▶ [TASK REQUIREMENTS]: Copy the passage on coniferous swamps below word for word, from "Coniferous swamps are" up to and including "acidic and nutrient-poor.".

##### EXCERPT PROVIDED

Coniferous swamps are forested wetlands in which the dominant trees are lowland conifers such as northern white cedar (Thuja occidentalis). The soil in these swamp areas is typically saturated for most of the growing season and is occasionally inundated by seasonal storms or by winter snow melt.

The substrate is usually organic in nature and may contain peat in varying amounts, or it may be composed entirely of muck. The swamp substrate is typically nutrient-rich and neutral to alkaline, but can be acidic and nutrient-poor.

Coniferous swamps vary in composition, with different species of conifer dominating, and varying amounts of deciduous hardwoods growing within the swamp. A wide diversity of plants is represented within the swamps, with certain species dominating in a variety of microhabitats dependent on factors such as available sunlight (as in cases of trees downed by wind or disease), Soil pH, standing groundwater, and differences of elevation within the swamp such as tussocks and nurse logs.

##########
##### DATA FOR ANALYSIS

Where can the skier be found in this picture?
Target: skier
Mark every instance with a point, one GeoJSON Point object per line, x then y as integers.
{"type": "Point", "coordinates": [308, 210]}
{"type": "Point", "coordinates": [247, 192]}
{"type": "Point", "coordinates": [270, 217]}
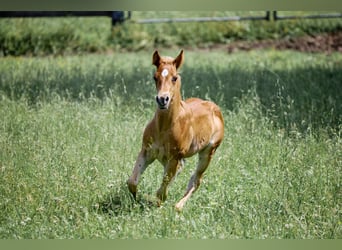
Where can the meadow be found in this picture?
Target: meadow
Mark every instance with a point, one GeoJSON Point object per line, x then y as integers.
{"type": "Point", "coordinates": [71, 129]}
{"type": "Point", "coordinates": [80, 35]}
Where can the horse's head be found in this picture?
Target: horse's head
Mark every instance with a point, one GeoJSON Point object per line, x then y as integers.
{"type": "Point", "coordinates": [166, 78]}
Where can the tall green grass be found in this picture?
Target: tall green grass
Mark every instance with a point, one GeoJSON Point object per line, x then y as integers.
{"type": "Point", "coordinates": [46, 36]}
{"type": "Point", "coordinates": [71, 129]}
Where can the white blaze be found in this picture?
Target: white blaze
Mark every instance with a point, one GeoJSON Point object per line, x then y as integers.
{"type": "Point", "coordinates": [165, 72]}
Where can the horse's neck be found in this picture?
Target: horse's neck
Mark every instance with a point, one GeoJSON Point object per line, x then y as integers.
{"type": "Point", "coordinates": [166, 118]}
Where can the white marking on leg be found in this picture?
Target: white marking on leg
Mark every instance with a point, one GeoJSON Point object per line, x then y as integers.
{"type": "Point", "coordinates": [165, 72]}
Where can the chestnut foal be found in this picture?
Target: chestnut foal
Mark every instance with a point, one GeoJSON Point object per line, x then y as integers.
{"type": "Point", "coordinates": [179, 129]}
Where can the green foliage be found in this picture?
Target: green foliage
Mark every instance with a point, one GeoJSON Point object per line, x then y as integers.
{"type": "Point", "coordinates": [46, 36]}
{"type": "Point", "coordinates": [71, 129]}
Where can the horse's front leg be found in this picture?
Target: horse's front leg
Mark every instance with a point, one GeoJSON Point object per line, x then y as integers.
{"type": "Point", "coordinates": [170, 170]}
{"type": "Point", "coordinates": [143, 160]}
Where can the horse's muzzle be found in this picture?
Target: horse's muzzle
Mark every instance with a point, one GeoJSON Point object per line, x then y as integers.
{"type": "Point", "coordinates": [163, 101]}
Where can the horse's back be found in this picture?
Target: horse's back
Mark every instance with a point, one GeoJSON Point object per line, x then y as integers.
{"type": "Point", "coordinates": [207, 119]}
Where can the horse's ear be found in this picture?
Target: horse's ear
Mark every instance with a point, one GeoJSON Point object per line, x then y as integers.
{"type": "Point", "coordinates": [156, 58]}
{"type": "Point", "coordinates": [179, 59]}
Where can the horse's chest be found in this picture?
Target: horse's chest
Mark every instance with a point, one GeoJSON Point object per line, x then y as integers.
{"type": "Point", "coordinates": [169, 146]}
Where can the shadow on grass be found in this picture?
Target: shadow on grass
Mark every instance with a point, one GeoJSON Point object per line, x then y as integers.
{"type": "Point", "coordinates": [122, 202]}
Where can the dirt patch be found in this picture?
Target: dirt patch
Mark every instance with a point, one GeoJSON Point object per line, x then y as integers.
{"type": "Point", "coordinates": [328, 42]}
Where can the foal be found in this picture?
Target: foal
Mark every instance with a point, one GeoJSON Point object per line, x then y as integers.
{"type": "Point", "coordinates": [179, 129]}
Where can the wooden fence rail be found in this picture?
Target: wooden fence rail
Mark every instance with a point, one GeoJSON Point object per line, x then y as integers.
{"type": "Point", "coordinates": [119, 17]}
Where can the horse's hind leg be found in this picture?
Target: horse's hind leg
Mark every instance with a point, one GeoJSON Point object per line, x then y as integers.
{"type": "Point", "coordinates": [171, 169]}
{"type": "Point", "coordinates": [141, 163]}
{"type": "Point", "coordinates": [195, 180]}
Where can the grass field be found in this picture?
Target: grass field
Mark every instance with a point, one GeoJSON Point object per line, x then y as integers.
{"type": "Point", "coordinates": [71, 129]}
{"type": "Point", "coordinates": [62, 36]}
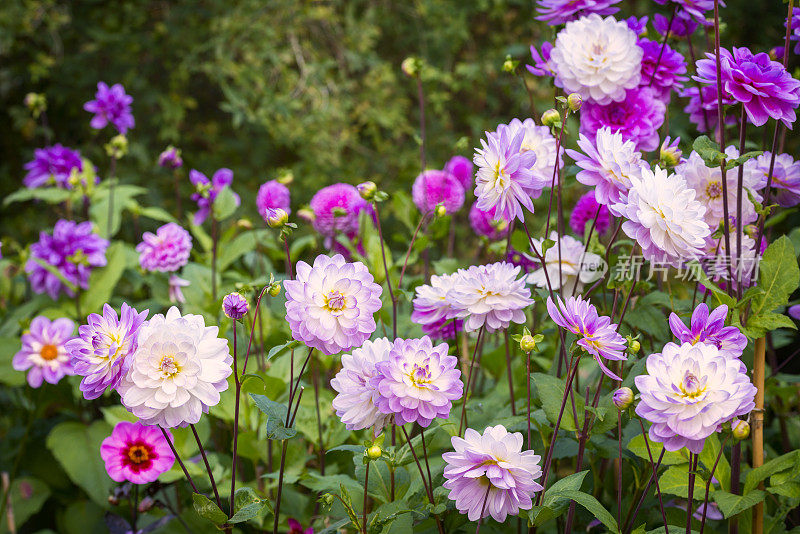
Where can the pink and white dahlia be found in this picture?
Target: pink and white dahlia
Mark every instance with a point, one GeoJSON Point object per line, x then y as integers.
{"type": "Point", "coordinates": [491, 468]}
{"type": "Point", "coordinates": [330, 306]}
{"type": "Point", "coordinates": [689, 391]}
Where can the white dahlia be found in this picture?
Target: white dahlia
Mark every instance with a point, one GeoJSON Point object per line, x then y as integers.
{"type": "Point", "coordinates": [664, 217]}
{"type": "Point", "coordinates": [178, 370]}
{"type": "Point", "coordinates": [597, 58]}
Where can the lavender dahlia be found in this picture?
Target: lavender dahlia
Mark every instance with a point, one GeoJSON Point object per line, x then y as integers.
{"type": "Point", "coordinates": [165, 251]}
{"type": "Point", "coordinates": [417, 382]}
{"type": "Point", "coordinates": [102, 352]}
{"type": "Point", "coordinates": [491, 468]}
{"type": "Point", "coordinates": [44, 353]}
{"type": "Point", "coordinates": [597, 335]}
{"type": "Point", "coordinates": [689, 391]}
{"type": "Point", "coordinates": [330, 306]}
{"type": "Point", "coordinates": [72, 249]}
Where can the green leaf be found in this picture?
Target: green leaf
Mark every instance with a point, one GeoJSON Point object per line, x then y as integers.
{"type": "Point", "coordinates": [207, 509]}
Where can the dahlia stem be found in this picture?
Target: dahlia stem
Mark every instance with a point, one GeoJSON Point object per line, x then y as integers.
{"type": "Point", "coordinates": [208, 466]}
{"type": "Point", "coordinates": [463, 419]}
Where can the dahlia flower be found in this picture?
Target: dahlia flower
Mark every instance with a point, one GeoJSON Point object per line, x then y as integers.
{"type": "Point", "coordinates": [689, 391]}
{"type": "Point", "coordinates": [72, 249]}
{"type": "Point", "coordinates": [577, 265]}
{"type": "Point", "coordinates": [178, 370]}
{"type": "Point", "coordinates": [597, 58]}
{"type": "Point", "coordinates": [491, 468]}
{"type": "Point", "coordinates": [44, 353]}
{"type": "Point", "coordinates": [596, 334]}
{"type": "Point", "coordinates": [52, 164]}
{"type": "Point", "coordinates": [272, 195]}
{"type": "Point", "coordinates": [609, 164]}
{"type": "Point", "coordinates": [434, 187]}
{"type": "Point", "coordinates": [330, 306]}
{"type": "Point", "coordinates": [111, 105]}
{"type": "Point", "coordinates": [505, 180]}
{"type": "Point", "coordinates": [167, 250]}
{"type": "Point", "coordinates": [710, 328]}
{"type": "Point", "coordinates": [417, 382]}
{"type": "Point", "coordinates": [136, 453]}
{"type": "Point", "coordinates": [764, 87]}
{"type": "Point", "coordinates": [664, 217]}
{"type": "Point", "coordinates": [585, 210]}
{"type": "Point", "coordinates": [356, 395]}
{"type": "Point", "coordinates": [102, 352]}
{"type": "Point", "coordinates": [489, 295]}
{"type": "Point", "coordinates": [638, 118]}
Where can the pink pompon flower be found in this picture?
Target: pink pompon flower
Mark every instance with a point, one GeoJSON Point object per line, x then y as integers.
{"type": "Point", "coordinates": [167, 250]}
{"type": "Point", "coordinates": [490, 474]}
{"type": "Point", "coordinates": [44, 353]}
{"type": "Point", "coordinates": [434, 187]}
{"type": "Point", "coordinates": [111, 105]}
{"type": "Point", "coordinates": [330, 306]}
{"type": "Point", "coordinates": [417, 382]}
{"type": "Point", "coordinates": [136, 453]}
{"type": "Point", "coordinates": [597, 335]}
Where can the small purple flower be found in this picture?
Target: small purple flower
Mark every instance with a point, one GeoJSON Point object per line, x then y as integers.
{"type": "Point", "coordinates": [417, 382]}
{"type": "Point", "coordinates": [101, 353]}
{"type": "Point", "coordinates": [585, 210]}
{"type": "Point", "coordinates": [638, 117]}
{"type": "Point", "coordinates": [72, 249]}
{"type": "Point", "coordinates": [165, 251]}
{"type": "Point", "coordinates": [272, 195]}
{"type": "Point", "coordinates": [44, 354]}
{"type": "Point", "coordinates": [597, 335]}
{"type": "Point", "coordinates": [434, 187]}
{"type": "Point", "coordinates": [764, 87]}
{"type": "Point", "coordinates": [111, 105]}
{"type": "Point", "coordinates": [208, 190]}
{"type": "Point", "coordinates": [52, 164]}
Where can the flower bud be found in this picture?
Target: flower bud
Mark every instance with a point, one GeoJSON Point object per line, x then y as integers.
{"type": "Point", "coordinates": [367, 190]}
{"type": "Point", "coordinates": [622, 398]}
{"type": "Point", "coordinates": [740, 429]}
{"type": "Point", "coordinates": [574, 101]}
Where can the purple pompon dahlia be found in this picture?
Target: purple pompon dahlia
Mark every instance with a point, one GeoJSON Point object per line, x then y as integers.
{"type": "Point", "coordinates": [44, 353]}
{"type": "Point", "coordinates": [491, 468]}
{"type": "Point", "coordinates": [72, 249]}
{"type": "Point", "coordinates": [489, 296]}
{"type": "Point", "coordinates": [111, 105]}
{"type": "Point", "coordinates": [52, 165]}
{"type": "Point", "coordinates": [638, 117]}
{"type": "Point", "coordinates": [102, 352]}
{"type": "Point", "coordinates": [136, 453]}
{"type": "Point", "coordinates": [662, 69]}
{"type": "Point", "coordinates": [556, 12]}
{"type": "Point", "coordinates": [336, 210]}
{"type": "Point", "coordinates": [689, 391]}
{"type": "Point", "coordinates": [356, 398]}
{"type": "Point", "coordinates": [462, 169]}
{"type": "Point", "coordinates": [505, 179]}
{"type": "Point", "coordinates": [432, 308]}
{"type": "Point", "coordinates": [272, 195]}
{"type": "Point", "coordinates": [597, 335]}
{"type": "Point", "coordinates": [417, 382]}
{"type": "Point", "coordinates": [165, 251]}
{"type": "Point", "coordinates": [785, 177]}
{"type": "Point", "coordinates": [208, 190]}
{"type": "Point", "coordinates": [609, 164]}
{"type": "Point", "coordinates": [710, 328]}
{"type": "Point", "coordinates": [437, 187]}
{"type": "Point", "coordinates": [330, 306]}
{"type": "Point", "coordinates": [762, 86]}
{"type": "Point", "coordinates": [585, 210]}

##########

▶ [ANSWER SPACE]:
Coniferous swamps are forested wetlands in which the dominant trees are lowland conifers such as northern white cedar (Thuja occidentalis). The soil in these swamp areas is typically saturated for most of the growing season and is occasionally inundated by seasonal storms or by winter snow melt.

The substrate is usually organic in nature and may contain peat in varying amounts, or it may be composed entirely of muck. The swamp substrate is typically nutrient-rich and neutral to alkaline, but can be acidic and nutrient-poor.